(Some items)
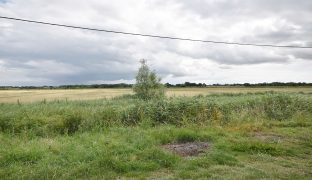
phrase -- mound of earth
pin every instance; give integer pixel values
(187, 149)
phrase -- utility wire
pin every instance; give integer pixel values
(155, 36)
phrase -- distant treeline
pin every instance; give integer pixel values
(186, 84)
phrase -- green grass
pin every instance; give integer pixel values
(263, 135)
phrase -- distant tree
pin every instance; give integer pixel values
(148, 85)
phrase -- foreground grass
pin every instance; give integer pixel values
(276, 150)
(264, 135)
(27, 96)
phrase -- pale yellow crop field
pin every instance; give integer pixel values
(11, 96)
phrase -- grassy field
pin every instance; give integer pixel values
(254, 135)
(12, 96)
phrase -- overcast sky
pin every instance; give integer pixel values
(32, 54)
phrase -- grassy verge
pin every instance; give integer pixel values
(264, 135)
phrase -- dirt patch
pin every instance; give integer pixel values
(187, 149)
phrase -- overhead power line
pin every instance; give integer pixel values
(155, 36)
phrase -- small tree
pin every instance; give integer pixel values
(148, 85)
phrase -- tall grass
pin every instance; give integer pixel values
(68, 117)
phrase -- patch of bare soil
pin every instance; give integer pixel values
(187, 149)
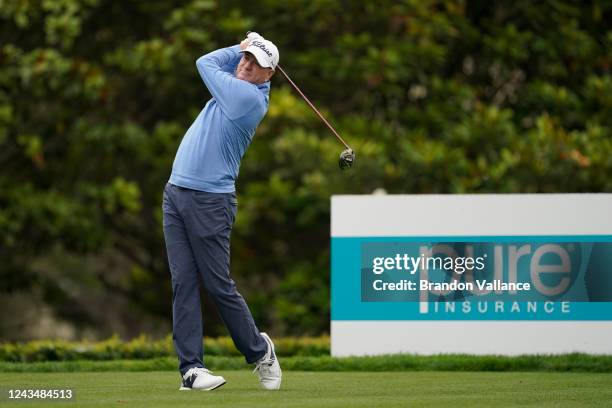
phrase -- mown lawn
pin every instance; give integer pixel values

Given instruction: Can you copy out all the items above again, leaving out the pictures, with their wording unchanged except that every pixel coordinate in the answers is multiplied by 0.7 and rounded to a whole number, halves rounding up?

Right answer:
phrase -- mound of earth
pin every instance; give integer pixel values
(131, 104)
phrase -- utility wire
pin every instance; give integer pixel values
(109, 25)
phrase -- distant treeline
pin every instance; give integer pixel values
(130, 59)
phrase -- green grass
pin every instance; give integer pixel values
(184, 95)
phrase -- distant tree
pin every instance; give integer pixel values
(104, 60)
phrase -- foreground grass
pin every instance; give integer pixel values
(193, 105)
(185, 95)
(19, 67)
phrase -- pale yellow crop field
pin every instance; give integer pixel values
(8, 67)
phrase -- grassy field
pin every instance; give integer pixel values
(178, 95)
(8, 67)
phrase -- overcast sky
pin every instance; give integer pixel values
(22, 38)
phrase -- grassy verge
pin every instance; give integer pixel values
(185, 95)
phrase -- dirt patch
pin every instance; give integer pixel values
(131, 104)
phrase -- overhead power line
pin every instance; give integer pixel values
(109, 25)
phrase -- small tree
pin every instance; give integer pixel values
(104, 60)
phrase -- tall grass
pin every instance; give integer pixel values
(48, 82)
phrase -- patch of bare soil
pin every instance; give integer pixel values
(131, 104)
phrase -- mown lawn
pin every instance; give integer pixel values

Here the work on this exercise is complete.